▶ Task objective:
Retype the records below exactly as they stand, but with no images.

:: Supplied material

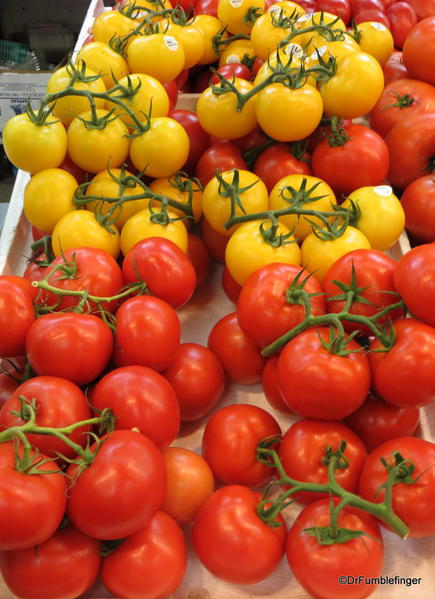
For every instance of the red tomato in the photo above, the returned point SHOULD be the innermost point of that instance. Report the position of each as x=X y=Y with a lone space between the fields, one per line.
x=377 y=421
x=121 y=490
x=341 y=382
x=411 y=359
x=413 y=498
x=73 y=346
x=418 y=202
x=240 y=357
x=59 y=403
x=198 y=380
x=227 y=534
x=363 y=160
x=140 y=398
x=389 y=109
x=230 y=441
x=411 y=144
x=278 y=161
x=150 y=563
x=165 y=268
x=31 y=505
x=319 y=568
x=263 y=311
x=147 y=333
x=65 y=565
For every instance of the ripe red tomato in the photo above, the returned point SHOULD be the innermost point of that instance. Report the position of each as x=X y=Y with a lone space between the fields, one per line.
x=412 y=501
x=197 y=378
x=231 y=551
x=149 y=563
x=319 y=568
x=240 y=357
x=165 y=268
x=65 y=565
x=147 y=333
x=230 y=453
x=121 y=490
x=73 y=346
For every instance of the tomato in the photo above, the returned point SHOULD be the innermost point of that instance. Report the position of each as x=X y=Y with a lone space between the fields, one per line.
x=319 y=568
x=263 y=311
x=395 y=371
x=121 y=490
x=418 y=202
x=73 y=346
x=189 y=482
x=377 y=421
x=419 y=51
x=355 y=88
x=31 y=505
x=374 y=272
x=147 y=332
x=197 y=378
x=80 y=228
x=231 y=552
x=166 y=270
x=411 y=144
x=149 y=563
x=16 y=315
x=223 y=156
x=32 y=147
x=341 y=382
x=59 y=403
x=318 y=254
x=65 y=565
x=69 y=107
x=412 y=498
x=241 y=359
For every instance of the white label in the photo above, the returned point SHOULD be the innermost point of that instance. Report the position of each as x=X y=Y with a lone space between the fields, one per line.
x=171 y=42
x=383 y=190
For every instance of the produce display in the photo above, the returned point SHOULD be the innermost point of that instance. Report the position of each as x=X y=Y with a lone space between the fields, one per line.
x=307 y=152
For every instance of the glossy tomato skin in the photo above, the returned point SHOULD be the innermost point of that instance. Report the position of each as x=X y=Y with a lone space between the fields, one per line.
x=140 y=398
x=148 y=332
x=230 y=452
x=363 y=160
x=150 y=563
x=377 y=421
x=413 y=503
x=164 y=267
x=240 y=357
x=31 y=505
x=121 y=490
x=66 y=565
x=411 y=359
x=414 y=278
x=231 y=552
x=70 y=345
x=263 y=311
x=341 y=382
x=318 y=568
x=197 y=378
x=59 y=403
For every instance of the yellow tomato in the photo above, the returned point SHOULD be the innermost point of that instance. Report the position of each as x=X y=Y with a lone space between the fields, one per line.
x=99 y=57
x=301 y=191
x=80 y=228
x=376 y=39
x=177 y=188
x=248 y=250
x=216 y=204
x=105 y=186
x=382 y=217
x=140 y=227
x=48 y=196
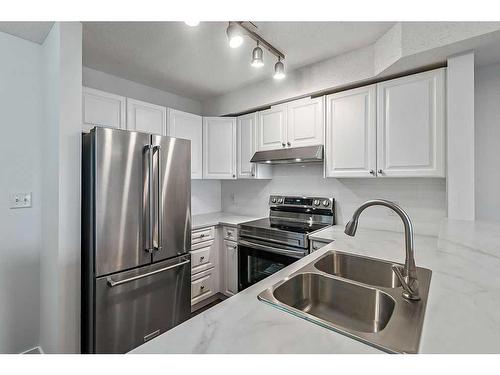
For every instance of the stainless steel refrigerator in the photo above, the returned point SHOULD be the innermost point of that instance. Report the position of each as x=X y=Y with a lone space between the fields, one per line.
x=136 y=236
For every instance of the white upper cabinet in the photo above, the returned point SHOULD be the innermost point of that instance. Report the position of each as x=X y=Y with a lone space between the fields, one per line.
x=410 y=126
x=146 y=117
x=219 y=148
x=246 y=146
x=271 y=130
x=188 y=126
x=305 y=122
x=100 y=108
x=351 y=133
x=294 y=124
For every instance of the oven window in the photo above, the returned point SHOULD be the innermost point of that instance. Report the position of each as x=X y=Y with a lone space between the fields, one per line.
x=255 y=265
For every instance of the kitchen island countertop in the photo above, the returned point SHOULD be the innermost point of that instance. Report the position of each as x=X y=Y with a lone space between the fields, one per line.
x=461 y=317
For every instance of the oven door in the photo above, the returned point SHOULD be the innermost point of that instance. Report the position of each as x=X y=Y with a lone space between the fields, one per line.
x=258 y=260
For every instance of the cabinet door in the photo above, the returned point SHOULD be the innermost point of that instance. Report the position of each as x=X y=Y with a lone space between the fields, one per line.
x=101 y=108
x=231 y=268
x=305 y=122
x=410 y=126
x=351 y=133
x=246 y=145
x=146 y=117
x=188 y=126
x=271 y=131
x=219 y=148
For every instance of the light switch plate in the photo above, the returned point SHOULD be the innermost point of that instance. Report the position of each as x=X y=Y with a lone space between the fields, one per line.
x=20 y=200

::::

▶ Answer below:
For every instance of the red tomato in the photo above, the returned point SHOULD be the innermost point of that instance. Report the position of each as x=X y=Y with a lone space between the fields, one per line.
x=377 y=421
x=121 y=490
x=341 y=382
x=411 y=359
x=413 y=498
x=73 y=346
x=418 y=202
x=240 y=357
x=59 y=403
x=198 y=380
x=227 y=534
x=363 y=160
x=140 y=398
x=389 y=109
x=230 y=441
x=411 y=144
x=278 y=161
x=150 y=563
x=165 y=268
x=31 y=505
x=319 y=568
x=263 y=311
x=147 y=333
x=65 y=565
For every instance of the ripe red tomato in the photo above, the returned point SHOULD be the innermost point of that instance. Report the position of each as x=X y=Y with a lone space between the fields, one per line.
x=412 y=501
x=197 y=378
x=231 y=551
x=149 y=563
x=319 y=568
x=240 y=357
x=165 y=268
x=65 y=565
x=147 y=333
x=230 y=453
x=121 y=490
x=73 y=346
For every instance of the tomato in the photo above, the returned point SHOULD be the innermost point of that instance. Report the position of each as x=X y=Y with a lone space between the fields, one per line.
x=319 y=568
x=263 y=311
x=395 y=371
x=121 y=490
x=418 y=202
x=73 y=346
x=189 y=482
x=377 y=421
x=419 y=51
x=355 y=88
x=31 y=505
x=374 y=272
x=147 y=332
x=197 y=378
x=80 y=228
x=231 y=552
x=166 y=270
x=411 y=144
x=149 y=563
x=16 y=315
x=223 y=156
x=32 y=147
x=341 y=382
x=59 y=403
x=318 y=254
x=65 y=565
x=69 y=107
x=412 y=498
x=241 y=359
For every instance of the white label in the photo above, the returned point SHOULD be the innermost point of that instance. Report the position of each as x=X y=Y with a lone space between the fields, one per line.
x=171 y=42
x=383 y=190
For every instance of the produce display in the photo above, the returned point SHOULD be the innermost point of that instance. Report the position of each as x=X y=Y with a lone space between the fields, one per line.
x=307 y=152
For every instance of the glossy tomato skin in the photo above, the returned point SHOULD be the innermost point of that instance. Report the position of each as x=X y=Y with a lone space between the fields, one per line.
x=140 y=398
x=148 y=332
x=230 y=452
x=363 y=160
x=150 y=563
x=377 y=421
x=413 y=503
x=164 y=267
x=240 y=357
x=31 y=505
x=121 y=490
x=66 y=565
x=411 y=359
x=414 y=278
x=231 y=552
x=70 y=345
x=263 y=311
x=341 y=382
x=318 y=568
x=197 y=378
x=59 y=403
For every instance of the yellow tomato in the photo above, the returned point SHOULD be the innermost point of that instance. Report the position of each as x=X y=Y with a lone space between the fields, one per line.
x=99 y=57
x=301 y=191
x=80 y=228
x=376 y=39
x=177 y=188
x=248 y=250
x=216 y=204
x=105 y=186
x=382 y=217
x=140 y=227
x=48 y=196
For every instance of the stainless steel refrigerator in the photo above, the returned point SHOULD be the innermost point of that instance. Report the position of each as x=X y=Y with a lone space between the fields, one per line.
x=136 y=236
For every instance of the white upper cabinet in the photo above, the returned point SHOULD be the innermost point of that instance. Report the position of each as x=X y=Y with a lone space between the fields, one per line.
x=410 y=126
x=146 y=117
x=219 y=148
x=246 y=146
x=271 y=130
x=188 y=126
x=305 y=122
x=100 y=108
x=351 y=133
x=294 y=124
For every instance of the oven window in the photo above, the returned point SHOULD be the innermost point of that instance. Report the position of each as x=X y=Y with a lone space between the fields, one per line.
x=255 y=265
For every instance of the kitchen island countertop in the photo above, the returned point SHOULD be the innermost point of that instance. Report the position of each as x=X y=Y with a lone space between the fields, one per line.
x=461 y=317
For every instance of the oven door in the photo above, the returned point SHOULD be the innermost point of that instance. Report the position of each as x=X y=Y with a lone space between the fields, one per line.
x=258 y=260
For every instance of the cabinet door in the photo above, the returned point SHOULD be the innermost point of that instance. Report the position of each as x=X y=Y with a lone space between the fields, one per line.
x=101 y=108
x=231 y=268
x=305 y=122
x=410 y=126
x=351 y=133
x=246 y=145
x=146 y=117
x=188 y=126
x=271 y=131
x=219 y=148
For every instance of the light switch plate in the photo above, the returned point SHOULD be the innermost point of that instance. Report the position of each as x=X y=Y with a lone space between the fields, one per line.
x=20 y=200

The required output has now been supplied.